— start EXTRACTED MATERIAL —

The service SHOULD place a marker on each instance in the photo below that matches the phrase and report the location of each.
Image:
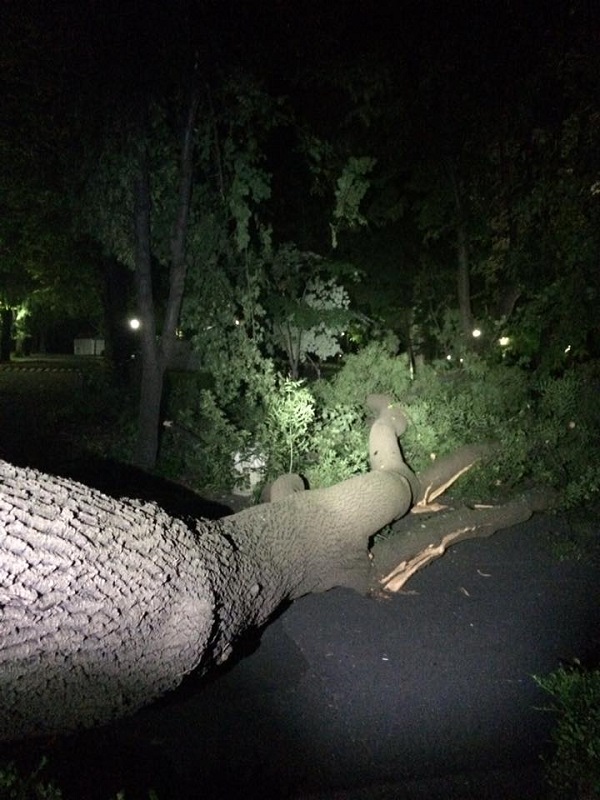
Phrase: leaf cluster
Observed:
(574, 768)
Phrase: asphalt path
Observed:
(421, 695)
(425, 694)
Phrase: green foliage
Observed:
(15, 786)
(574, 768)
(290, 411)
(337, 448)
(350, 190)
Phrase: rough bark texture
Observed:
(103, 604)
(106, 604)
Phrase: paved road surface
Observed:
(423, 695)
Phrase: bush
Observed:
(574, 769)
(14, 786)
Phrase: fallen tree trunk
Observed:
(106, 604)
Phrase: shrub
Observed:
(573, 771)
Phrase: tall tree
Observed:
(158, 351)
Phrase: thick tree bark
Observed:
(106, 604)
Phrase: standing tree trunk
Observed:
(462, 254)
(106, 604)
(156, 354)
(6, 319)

— end EXTRACTED MATERIAL —
— start EXTRACTED MATERIAL —

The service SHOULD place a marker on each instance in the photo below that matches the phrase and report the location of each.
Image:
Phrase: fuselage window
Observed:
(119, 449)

— end EXTRACTED MATERIAL —
— start EXTRACTED MATERIAL —

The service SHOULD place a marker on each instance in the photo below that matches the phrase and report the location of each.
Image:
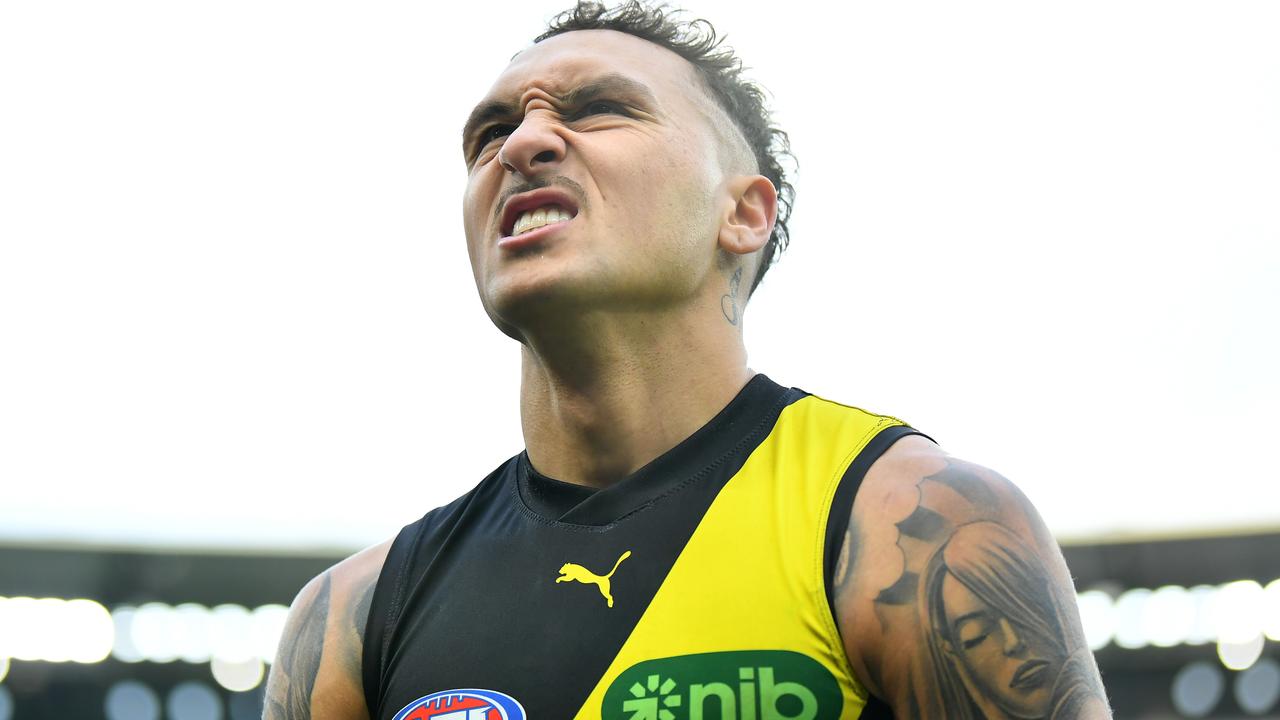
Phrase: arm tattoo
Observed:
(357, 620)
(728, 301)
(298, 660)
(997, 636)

— end EXTRACTED MATERIAL —

List each line of the entries above that contains the word "bark". Letter case counts.

Phrase: rough bark texture
Phrase: thick tree bark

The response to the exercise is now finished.